> [STATED PROBLEM A]:
In the records, find every line that contains the word "compartment" and copy each of those lines.

═══ PAGE EXCERPT ═══

Hope and opportunity Therefore, while the malice is large and threatening, solutions are beginning to appear and through democratic means – through public and institutional engagement. And that provides the hope and opportunity. This is not too different from other examples from history. Notwithstanding its long track record of colonialism, the British have ‘exported’ its Common Law as the basis for most legal systems around the world. Notwithstanding its support to dictators in the past, America is still considered credible to ‘export’ democracy to emerging countries. India, too, merits a chance. India has long exported its ‘soft’ strengths. A thousand years ago, the Chettiars from South India travelled to South East Asia and helped establish banking and money-lending systems in these countries. The overlay of colonialism dissolved many of those systems. But in the last five years, India has once again begun building the financial and regulatory systems of other nations. Since 2006, Mumbai’s Multi-Commodities Exchange (MCX) has set up exchanges in Singapore, Bahrain, Mauritius, Botswana and Dubai. The National Stock Exchange (NSE) has set up a surveillance system for the Colombo Stock Exchange and runs the certification programme in derivatives in both Colombo and Mauritius; the two national depositories, NSDL and CDSL, have agreements to share best practices with their counterparts in the US, Japan, Russia, Taiwan, Korea, Malaysia and Euroclear. This is one area where India leads China. Sure, in many emerging nations, China has taken the lead, readily helping them turn their back on the Western model of development by building their hard infrastructure and extractive industries. But now those same countries – many affected in some form by the wave of recent democracy movements - are looking with urgency at building ‘soft’ infrastructure like markets and regulatory and institutional frameworks.

═══ GIVEN DATA ═══

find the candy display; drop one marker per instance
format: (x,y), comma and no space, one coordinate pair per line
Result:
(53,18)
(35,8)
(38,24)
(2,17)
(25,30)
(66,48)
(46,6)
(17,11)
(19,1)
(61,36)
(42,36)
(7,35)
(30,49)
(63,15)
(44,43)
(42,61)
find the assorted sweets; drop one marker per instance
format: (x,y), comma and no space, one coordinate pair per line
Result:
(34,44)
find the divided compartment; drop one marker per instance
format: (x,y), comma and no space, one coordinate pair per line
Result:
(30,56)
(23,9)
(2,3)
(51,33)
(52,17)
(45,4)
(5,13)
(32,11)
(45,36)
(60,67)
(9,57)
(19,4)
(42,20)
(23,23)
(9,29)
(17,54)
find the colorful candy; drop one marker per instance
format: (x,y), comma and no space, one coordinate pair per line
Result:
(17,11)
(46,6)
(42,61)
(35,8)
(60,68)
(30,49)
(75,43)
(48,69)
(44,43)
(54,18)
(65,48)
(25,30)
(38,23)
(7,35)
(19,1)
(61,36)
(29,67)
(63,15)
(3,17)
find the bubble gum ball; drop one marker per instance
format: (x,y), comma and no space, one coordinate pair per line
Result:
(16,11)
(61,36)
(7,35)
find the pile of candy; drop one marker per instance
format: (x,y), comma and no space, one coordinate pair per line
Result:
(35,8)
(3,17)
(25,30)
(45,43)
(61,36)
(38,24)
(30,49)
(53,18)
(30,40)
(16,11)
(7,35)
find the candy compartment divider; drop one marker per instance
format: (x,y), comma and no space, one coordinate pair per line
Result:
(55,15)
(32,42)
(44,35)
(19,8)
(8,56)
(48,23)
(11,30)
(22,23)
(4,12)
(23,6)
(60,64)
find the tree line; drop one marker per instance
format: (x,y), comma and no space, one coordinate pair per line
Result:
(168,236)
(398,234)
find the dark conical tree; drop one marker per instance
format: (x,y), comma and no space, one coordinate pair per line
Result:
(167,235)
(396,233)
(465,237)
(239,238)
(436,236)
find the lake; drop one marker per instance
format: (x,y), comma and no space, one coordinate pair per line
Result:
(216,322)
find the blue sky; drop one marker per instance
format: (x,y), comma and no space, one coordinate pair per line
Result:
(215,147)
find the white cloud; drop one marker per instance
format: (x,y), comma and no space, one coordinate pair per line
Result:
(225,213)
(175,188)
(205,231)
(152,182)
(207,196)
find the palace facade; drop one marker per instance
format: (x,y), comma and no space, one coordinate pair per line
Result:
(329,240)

═══
═══ GIVEN DATA ═══

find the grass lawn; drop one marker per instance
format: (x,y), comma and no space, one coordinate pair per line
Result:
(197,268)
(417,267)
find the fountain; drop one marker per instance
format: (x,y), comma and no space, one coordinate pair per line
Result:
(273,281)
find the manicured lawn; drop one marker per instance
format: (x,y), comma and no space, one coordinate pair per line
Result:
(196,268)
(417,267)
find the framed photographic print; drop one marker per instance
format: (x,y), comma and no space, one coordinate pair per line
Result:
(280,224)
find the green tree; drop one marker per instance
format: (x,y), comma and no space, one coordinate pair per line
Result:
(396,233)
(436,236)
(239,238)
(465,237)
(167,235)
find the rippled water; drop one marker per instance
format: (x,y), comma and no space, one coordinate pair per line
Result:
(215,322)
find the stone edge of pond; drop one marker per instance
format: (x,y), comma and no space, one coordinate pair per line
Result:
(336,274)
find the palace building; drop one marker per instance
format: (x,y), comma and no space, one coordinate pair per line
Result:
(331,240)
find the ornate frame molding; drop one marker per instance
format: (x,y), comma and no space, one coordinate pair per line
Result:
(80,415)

═══
═══ GIVEN DATA ═══

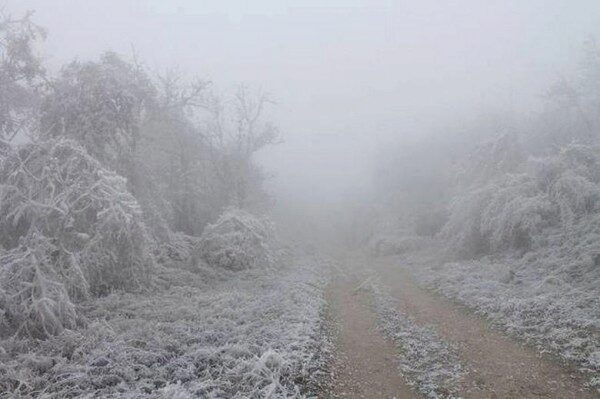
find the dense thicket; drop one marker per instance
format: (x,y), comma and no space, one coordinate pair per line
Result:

═══

> [STATED PROBLEM B]:
From the passage on India's "soft" strengths above, list every place where Mumbai's Multi-Commodities Exchange has set up exchanges since 2006.

> [FULL RESPONSE A]:
find the divided compartment; drop one marker per instance
find the candy compartment divider; drop one marker per instance

> [FULL RESPONSE B]:
Singapore
Bahrain
Mauritius
Botswana
Dubai